--- Provided records Enclosed Below ---

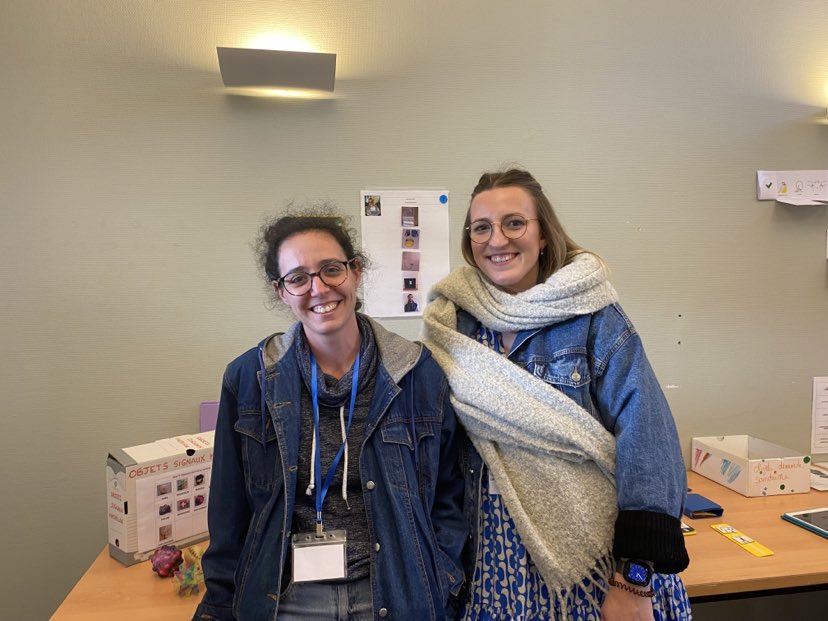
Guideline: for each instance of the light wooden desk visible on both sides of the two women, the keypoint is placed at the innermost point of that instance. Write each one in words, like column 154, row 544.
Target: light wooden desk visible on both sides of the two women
column 718, row 567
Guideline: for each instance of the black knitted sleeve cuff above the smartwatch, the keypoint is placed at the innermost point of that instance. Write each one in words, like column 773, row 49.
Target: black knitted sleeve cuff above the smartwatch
column 650, row 536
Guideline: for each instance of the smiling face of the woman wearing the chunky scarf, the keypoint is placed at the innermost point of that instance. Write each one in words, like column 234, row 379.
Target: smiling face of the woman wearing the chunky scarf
column 511, row 264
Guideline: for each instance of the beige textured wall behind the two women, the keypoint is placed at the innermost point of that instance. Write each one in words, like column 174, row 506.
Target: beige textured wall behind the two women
column 131, row 187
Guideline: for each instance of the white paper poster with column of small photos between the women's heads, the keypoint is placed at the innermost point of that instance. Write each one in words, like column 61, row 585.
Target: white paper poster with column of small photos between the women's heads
column 406, row 235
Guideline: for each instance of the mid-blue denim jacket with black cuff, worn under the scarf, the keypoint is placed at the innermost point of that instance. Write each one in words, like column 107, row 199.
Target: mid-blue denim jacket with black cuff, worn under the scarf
column 598, row 361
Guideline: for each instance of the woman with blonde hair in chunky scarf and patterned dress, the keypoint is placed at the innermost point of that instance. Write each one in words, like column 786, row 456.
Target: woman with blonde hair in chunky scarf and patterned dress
column 575, row 480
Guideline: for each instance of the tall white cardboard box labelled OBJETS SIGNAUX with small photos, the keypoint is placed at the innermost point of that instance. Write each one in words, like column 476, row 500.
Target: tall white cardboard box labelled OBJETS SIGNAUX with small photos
column 157, row 494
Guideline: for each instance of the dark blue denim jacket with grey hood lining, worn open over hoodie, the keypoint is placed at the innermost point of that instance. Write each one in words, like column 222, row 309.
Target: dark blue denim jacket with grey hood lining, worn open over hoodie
column 414, row 518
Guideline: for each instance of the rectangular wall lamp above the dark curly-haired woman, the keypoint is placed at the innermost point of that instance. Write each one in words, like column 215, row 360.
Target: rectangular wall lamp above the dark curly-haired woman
column 276, row 69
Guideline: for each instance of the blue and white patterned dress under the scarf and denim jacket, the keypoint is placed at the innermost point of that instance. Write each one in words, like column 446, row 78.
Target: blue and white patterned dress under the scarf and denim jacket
column 507, row 586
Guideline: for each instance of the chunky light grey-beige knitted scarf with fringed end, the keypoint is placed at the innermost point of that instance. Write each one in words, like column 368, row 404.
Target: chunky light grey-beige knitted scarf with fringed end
column 553, row 462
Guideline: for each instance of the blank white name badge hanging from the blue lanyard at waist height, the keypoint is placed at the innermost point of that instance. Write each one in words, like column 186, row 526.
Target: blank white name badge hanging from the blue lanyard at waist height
column 316, row 559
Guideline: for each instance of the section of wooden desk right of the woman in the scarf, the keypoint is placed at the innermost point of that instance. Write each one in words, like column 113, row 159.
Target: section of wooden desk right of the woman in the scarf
column 720, row 567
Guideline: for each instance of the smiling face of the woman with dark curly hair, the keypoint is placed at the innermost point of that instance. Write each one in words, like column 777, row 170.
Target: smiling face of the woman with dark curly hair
column 325, row 312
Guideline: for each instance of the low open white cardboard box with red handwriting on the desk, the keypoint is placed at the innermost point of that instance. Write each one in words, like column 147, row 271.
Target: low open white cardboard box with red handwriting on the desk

--- End of Enclosed Provided records ---

*Task prompt*
From the first line to the last, set down the records word for word and drop the images.

*Response box*
Guideline: for each instance of the light wooden desk visible on both sides of the two women, the keypoint is placed at the innermost point of that instance. Write each one in words, like column 154, row 544.
Target: light wooden desk visible on both sides of the two women
column 718, row 567
Guideline: for each instance of the black knitted sleeve cuff above the smartwatch, the keypoint is placed at the innermost point of that instance. Write each one in words, like column 773, row 49.
Target: black knitted sleeve cuff above the smartwatch
column 650, row 536
Guideline: for each instance of the smiling face of the woman wearing the chunky scarf, the keypoint is placed at the innermost point of that instance. Write each one in words, like column 234, row 379.
Target: smiling face of the woman wearing the chunky scarf
column 511, row 264
Guideline: for each instance of the beige textured wall behind the two women, the keypoint is placed at the innermost point of that instance. Write each one in words, like column 174, row 506.
Target: beige textured wall behind the two women
column 131, row 187
Guideline: for each instance of the white paper poster with column of small photos between the women's heads, the keypoint is placed at the innermost point of that instance. Write each one in words, like column 61, row 585.
Target: white paper poster with column of small photos between the women's heads
column 406, row 235
Guideline: for each instance of the mid-blue denim jacket with black cuff, worn under the scarf, the keypoint is placed at the innermost point of that instance. Write each one in words, like column 107, row 199.
Target: mid-blue denim jacket with black cuff, worn under the scarf
column 598, row 361
Guideline: for each instance of the woman with blonde hair in chunky scarf and patterned dress, the keypoint is placed at the innermost point of that instance. Write each one in words, like column 786, row 456.
Target: woman with blonde hair in chunky scarf and patterned dress
column 575, row 480
Guideline: for each instance of the tall white cardboard box labelled OBJETS SIGNAUX with small photos, the keypoint is placed at the innermost point of that instance. Write each one in words, like column 476, row 500.
Target: tall white cardboard box labelled OBJETS SIGNAUX with small photos
column 157, row 494
Guideline: for each instance of the dark blue denim jacket with grey hood lining, worn open over hoodie, the keypoint is placed at the innermost point of that instance. Write each one in words, like column 222, row 309.
Target: dark blue denim jacket with grey hood lining, worn open over hoodie
column 414, row 518
Guideline: for each instance of the rectangular wall lamp above the dark curly-haired woman, the keypoint is placed at the innermost point of that instance. Write each one in words, like column 215, row 360.
Target: rectangular wall lamp above the dark curly-haired woman
column 276, row 69
Guideline: for each instance of the blue and white patterned dress under the scarf and denim jacket, the keypoint is placed at the innermost point of that instance. Write each one in words, like column 446, row 78.
Target: blue and white patterned dress under the scarf and denim jacket
column 507, row 586
Guideline: for each instance of the chunky light grey-beige knitted scarf with fringed end, the keypoint is placed at the innermost point of that instance. Write each one in words, like column 368, row 404.
Target: chunky light grey-beige knitted scarf with fringed end
column 553, row 462
Guideline: for each instance of the blank white name badge hanging from the blue lanyard at waist height, the keypoint is placed at the innermost point of that instance. Write each one in words, like column 186, row 526.
Target: blank white name badge hanging from the blue lanyard at waist height
column 316, row 559
Guideline: for each instance of the section of wooden desk right of the woman in the scarf, the keypoint is placed at the innermost point of that instance. Write each one in words, like column 113, row 159.
Target: section of wooden desk right of the woman in the scarf
column 720, row 567
Guideline: for each instance of the smiling face of the woman with dark curly hair, the keypoint is placed at the innermost point of that instance. Write each one in words, like column 777, row 170.
Target: smiling face of the woman with dark curly hair
column 325, row 312
Guideline: for each instance of the low open white cardboard box with red handwriting on the desk, the keypoint is placed at the innermost point of that instance. Write each one in words, like column 147, row 271.
Target: low open white cardboard box with red handwriting on the desk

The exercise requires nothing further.